Exercise description:
Among the entries below, take the line with "of the black" and the line with "the pit wall", and output them and every line between them exactly, with nothing else.

Records for this exercise:
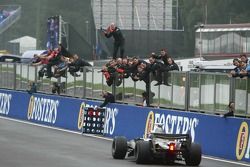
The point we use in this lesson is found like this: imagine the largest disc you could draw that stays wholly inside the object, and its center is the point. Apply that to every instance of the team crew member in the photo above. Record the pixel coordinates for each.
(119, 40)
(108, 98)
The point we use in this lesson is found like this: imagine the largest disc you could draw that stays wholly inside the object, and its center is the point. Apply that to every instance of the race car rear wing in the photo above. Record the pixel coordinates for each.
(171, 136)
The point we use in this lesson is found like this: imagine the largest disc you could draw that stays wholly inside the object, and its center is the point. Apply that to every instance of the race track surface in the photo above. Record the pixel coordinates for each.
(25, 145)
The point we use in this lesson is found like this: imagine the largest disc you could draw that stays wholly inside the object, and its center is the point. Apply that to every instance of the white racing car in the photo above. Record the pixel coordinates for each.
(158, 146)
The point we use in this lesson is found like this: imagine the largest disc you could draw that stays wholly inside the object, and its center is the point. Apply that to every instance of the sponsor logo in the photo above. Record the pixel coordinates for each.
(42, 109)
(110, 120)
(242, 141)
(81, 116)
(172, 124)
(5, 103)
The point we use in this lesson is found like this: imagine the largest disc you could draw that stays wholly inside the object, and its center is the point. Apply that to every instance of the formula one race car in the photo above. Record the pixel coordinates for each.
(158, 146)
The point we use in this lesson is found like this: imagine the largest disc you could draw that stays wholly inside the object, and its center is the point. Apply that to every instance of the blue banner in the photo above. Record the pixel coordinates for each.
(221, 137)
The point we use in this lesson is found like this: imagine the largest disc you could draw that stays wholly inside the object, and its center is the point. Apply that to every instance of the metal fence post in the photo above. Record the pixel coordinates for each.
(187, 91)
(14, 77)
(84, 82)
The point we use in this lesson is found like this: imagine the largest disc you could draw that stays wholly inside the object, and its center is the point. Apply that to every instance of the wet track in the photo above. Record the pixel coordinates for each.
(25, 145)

* * *

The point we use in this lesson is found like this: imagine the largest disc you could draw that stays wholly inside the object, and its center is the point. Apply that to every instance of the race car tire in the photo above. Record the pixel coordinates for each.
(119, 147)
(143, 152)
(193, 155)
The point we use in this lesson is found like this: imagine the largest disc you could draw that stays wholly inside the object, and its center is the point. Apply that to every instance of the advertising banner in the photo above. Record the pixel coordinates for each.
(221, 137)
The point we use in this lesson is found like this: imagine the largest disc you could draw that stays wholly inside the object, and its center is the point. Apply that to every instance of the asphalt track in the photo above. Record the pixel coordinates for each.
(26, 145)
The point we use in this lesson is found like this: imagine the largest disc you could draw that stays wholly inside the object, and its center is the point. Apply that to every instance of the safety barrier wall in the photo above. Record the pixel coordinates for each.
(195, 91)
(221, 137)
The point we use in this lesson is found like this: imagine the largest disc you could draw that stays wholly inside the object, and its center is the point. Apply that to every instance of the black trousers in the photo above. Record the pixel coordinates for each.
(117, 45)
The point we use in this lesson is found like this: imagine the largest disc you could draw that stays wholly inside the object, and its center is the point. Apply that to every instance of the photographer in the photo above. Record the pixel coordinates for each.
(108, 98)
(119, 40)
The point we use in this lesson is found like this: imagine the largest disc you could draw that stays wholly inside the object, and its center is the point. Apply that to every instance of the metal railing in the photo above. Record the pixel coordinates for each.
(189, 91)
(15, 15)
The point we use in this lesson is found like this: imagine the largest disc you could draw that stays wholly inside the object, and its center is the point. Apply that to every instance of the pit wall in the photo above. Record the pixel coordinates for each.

...

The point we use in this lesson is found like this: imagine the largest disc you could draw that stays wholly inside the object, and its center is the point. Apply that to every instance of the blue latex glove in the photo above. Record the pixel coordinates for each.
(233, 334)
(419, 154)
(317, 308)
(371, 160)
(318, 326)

Your response:
The point we use in this lesson is found like this: imagine the largest disc you could draw that stays wholly inside the object, and its center is the point. Apply that to every instance of the black trousers in the photo above. Record the pixel coordinates for each.
(117, 45)
The point we use in this lesson is found like this: imagine the largest disc you could draw that stays wholly inside the object, and its center is the point. Apply that to every instance of the photographer in the photo above. Record the pixel coordinates for each.
(108, 98)
(119, 40)
The point we use in this lesson is found like this: imagine the largest disc you could draw that stays wholly inside the object, and its center is the point. Apply that to every instance of the metal railing in the photo above. Record the pixel coordinates for each.
(189, 91)
(15, 15)
The point we use in this lesson is found like this: imagine the largest disc you could draw that stays wholly inside the object, and its center is the point. Apply that to every instance of the pit wall in the photo above. Record the pixel coordinates for each.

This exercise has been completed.